What you should do
Beneath this line sits some data. Return only its lines from the one holding "Annotation task —" through the one holding "Category: beige ceramic mug", inclusive, exactly, with the images removed.

________________

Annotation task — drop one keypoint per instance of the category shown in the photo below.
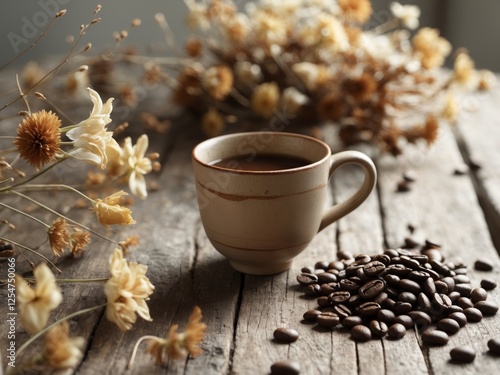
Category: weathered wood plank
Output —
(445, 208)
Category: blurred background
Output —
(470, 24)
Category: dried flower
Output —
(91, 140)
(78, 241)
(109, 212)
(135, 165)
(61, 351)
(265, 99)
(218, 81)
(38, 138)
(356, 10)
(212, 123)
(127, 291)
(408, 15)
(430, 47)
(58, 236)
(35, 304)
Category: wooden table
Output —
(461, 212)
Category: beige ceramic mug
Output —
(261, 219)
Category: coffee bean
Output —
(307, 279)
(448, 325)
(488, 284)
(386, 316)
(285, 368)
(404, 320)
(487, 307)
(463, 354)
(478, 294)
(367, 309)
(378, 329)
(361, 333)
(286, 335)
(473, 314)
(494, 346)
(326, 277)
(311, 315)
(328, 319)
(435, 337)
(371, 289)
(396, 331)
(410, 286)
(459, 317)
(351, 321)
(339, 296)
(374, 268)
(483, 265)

________________

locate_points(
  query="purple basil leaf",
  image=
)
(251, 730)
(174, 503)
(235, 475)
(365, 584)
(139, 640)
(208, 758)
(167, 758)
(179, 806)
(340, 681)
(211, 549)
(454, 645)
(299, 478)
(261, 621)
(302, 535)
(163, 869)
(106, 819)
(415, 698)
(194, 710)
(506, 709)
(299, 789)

________________

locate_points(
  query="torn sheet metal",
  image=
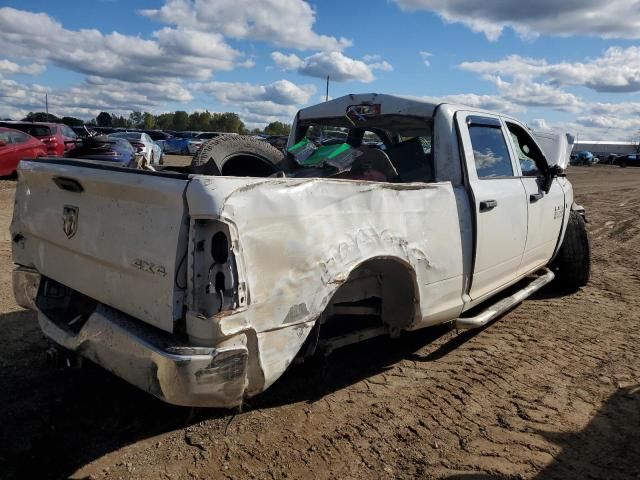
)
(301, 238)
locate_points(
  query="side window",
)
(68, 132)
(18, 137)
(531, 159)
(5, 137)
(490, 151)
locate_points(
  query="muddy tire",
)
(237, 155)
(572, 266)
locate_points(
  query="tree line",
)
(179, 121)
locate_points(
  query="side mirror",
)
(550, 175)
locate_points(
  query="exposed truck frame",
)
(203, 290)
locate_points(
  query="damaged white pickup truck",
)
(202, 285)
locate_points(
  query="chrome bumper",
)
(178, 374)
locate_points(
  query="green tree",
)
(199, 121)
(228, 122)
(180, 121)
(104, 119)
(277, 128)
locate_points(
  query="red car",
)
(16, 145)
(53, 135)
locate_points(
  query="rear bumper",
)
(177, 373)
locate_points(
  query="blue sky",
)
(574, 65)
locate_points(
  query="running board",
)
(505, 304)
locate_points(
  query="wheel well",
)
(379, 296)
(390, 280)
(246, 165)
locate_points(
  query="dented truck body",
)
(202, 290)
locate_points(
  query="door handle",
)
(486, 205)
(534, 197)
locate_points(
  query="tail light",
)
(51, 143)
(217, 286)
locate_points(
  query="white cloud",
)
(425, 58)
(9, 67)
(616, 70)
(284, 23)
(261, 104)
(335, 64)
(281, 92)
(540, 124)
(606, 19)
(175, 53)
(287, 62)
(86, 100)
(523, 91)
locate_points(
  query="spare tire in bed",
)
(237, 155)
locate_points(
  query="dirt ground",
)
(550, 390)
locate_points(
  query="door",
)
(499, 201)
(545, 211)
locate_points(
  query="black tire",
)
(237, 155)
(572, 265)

________________

Your solution
Annotation task — drop one keypoint per instance of the category shown in the photo below.
Category: weathered wood plank
Output —
(445, 208)
Category: blurred background
Output —
(470, 24)
Category: dried flower
Output —
(91, 140)
(78, 241)
(109, 212)
(135, 165)
(61, 351)
(265, 99)
(218, 81)
(38, 138)
(356, 10)
(212, 123)
(127, 291)
(408, 15)
(430, 47)
(58, 236)
(35, 304)
Category: wooden table
Output —
(461, 212)
Category: beige ceramic mug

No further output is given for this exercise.